**Document section:**
○ ○ ○ ○ ○ ○ ○

At 1.12pm on Thursday 6 January 2022 Newmarket Today posted a story telling us that members of the Newmarket-Aurora Provincial Liberal Party would be choosing their next standard bearer for the Provincial election in June in a members’ vote on 12 February 2022.
We were also told that readers who wanted to cast a vote could join the Liberal Party free of charge provided they signed up by 5pm that very same day. (Photo from Newmarket Today)
The former MPP, Chris Ballard, decided not to run again leaving the field open to two wannabe MPPs, Dr Sylvain Roy, a psychologist and Shameela Shakeel, a psychometrist. (The Canadian Oxford dictionary tells me psychometrics is the science of measuring mental capacities and processes.)
"Feels connected"
Although he doesn’t live in the riding, Roy tells us he has worked on homelessness issues in York Region and feels connected to Newmarket-Aurora. He says he was encouraged to run by Ballard, a colleague and friend. He tells us:
“Our former MPP Chris Ballard has both endorsed my candidacy and agreed to chair my campaign. I am grateful for Chris' support and with his help and your help I am confident we can win back Newmarket-Aurora.”
Acclamation preferred
Shakeel tells Newmarket Today she would have preferred acclamation after spending some months as the only prospective candidate. This is proof positive that she is not your typical politician. If she were, she would have enthusiastically welcomed a contest while privately spitting feathers that one was necessary.
It looks as if her opponent, Dr Sylvain Roy, threw his hat into the ring at the last moment, tweeting on New Year’s day that he had decided to seek the Liberal nomination.
This gave him five days to sign up supporters. A Herculean task given that his opponent had been dug in for months if not years.
To get the party’s nomination you’ve got to get the support of the members and what better way than to recruit them yourself!
State Secret
Leading Liberals in Newmarket-Aurora are tight lipped about membership figures. They treat it as a State secret. But we know that in some ridings Liberal membership levels are stratospheric. Getting selected there means getting elected.
I don’t know when the Newmarket-Aurora contest was called but in the 32 Liberal Party nomination contests in the period 2017 – 2021, and reported to Elections Ontario, the average time between the call of the contest and the members’ vote was 96 days. The longest contest was in York Centre which kicked off on 12 September 2017 and concluded on 8 April 2018, a leisurely 208 days. There were two contestants.
The shortest – a breathless 14 days – was in Humber River-Black Creek where, at the end of the day, there was only one contestant.
In fact, of the 32 Nomination Contests reported, eleven ended up with one contestant.
Sitting MPPs are generally acclaimed.
Costs of a contest
Of course, it costs money to run in a contested nomination. In Newmarket-Aurora there is a $23,159.76 spending limit for each person seeking the Party’s nomination. There is also a non-refundable “processing fee” payable to the Liberal Party of $2,500 – or $1,250
“if the person is a woman”

○ ○ ○ ○ ○ ○ ○

**Data extract:**

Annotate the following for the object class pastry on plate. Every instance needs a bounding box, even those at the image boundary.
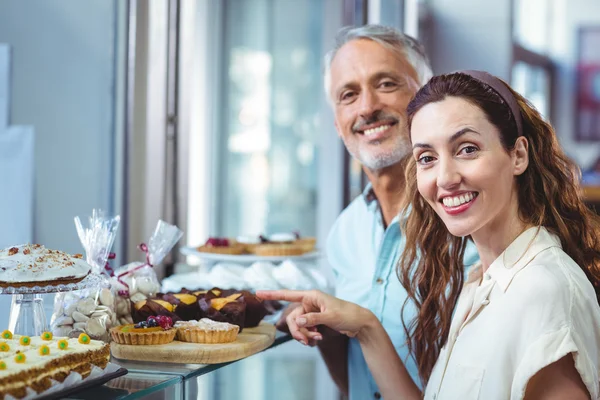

○ ○ ○ ○ ○ ○ ○

**Actions to take:**
A) Please answer these questions about the piece on the Newmarket-Aurora Liberal nomination:
(i) On what date will members vote on the nomination?
(ii) Who agreed to chair Dr Sylvain Roy's campaign?
(iii) What is the spending limit for each person seeking the nomination in Newmarket-Aurora?
B) Continue the piece on the Newmarket-Aurora Liberal nomination from its last line.
The listing has nothing to do with the piece on the Newmarket-Aurora Liberal nomination.

**Answers to the problems:**
A)
(i) 12 February 2022
(ii) Chris Ballard, the former MPP
(iii) $23,159.76

B)
or $500 if the person is under 30. I am left wondering why this hefty fee couldn’t be income related (although I think I understand the reasoning behind the differentials).
For the Liberals – and, indeed, for most of the other parties - acclamations are pretty much the rule. Samara, the non-partisan democracy think-tank, studied almost 3,900 nomination races held by federal political parties between 2003 and 2015 and over 70% had a single contestant.
Join the Party today and be an MP tomorrow
Here in Newmarket-Aurora, former Mayor, Tony Van Bynen, then 69, was the only candidate for the nomination in 2019, despite joining the Party earlier that year. His predecessor, Kyle Peterson, was also acclaimed. In fact you have to go back to 2008 for a contested nomination on the Federal side and that was when former Aurora Mayor, Tim Jones, defeated Gus Khouri.
On the Provincial side, Chris Ballard, was acclaimed in 2014 when he was first selected as the Liberal candidate for Queen’s Park. And as the sitting MPP he was again acclaimed as the nominee in 2018. Ward 7 councillor Christina Bisanz ran in 2007 and again in 2011 against the then PC MPP Frank Klees. I don’t know if she was acclaimed but it wouldn’t surprise me if she had been.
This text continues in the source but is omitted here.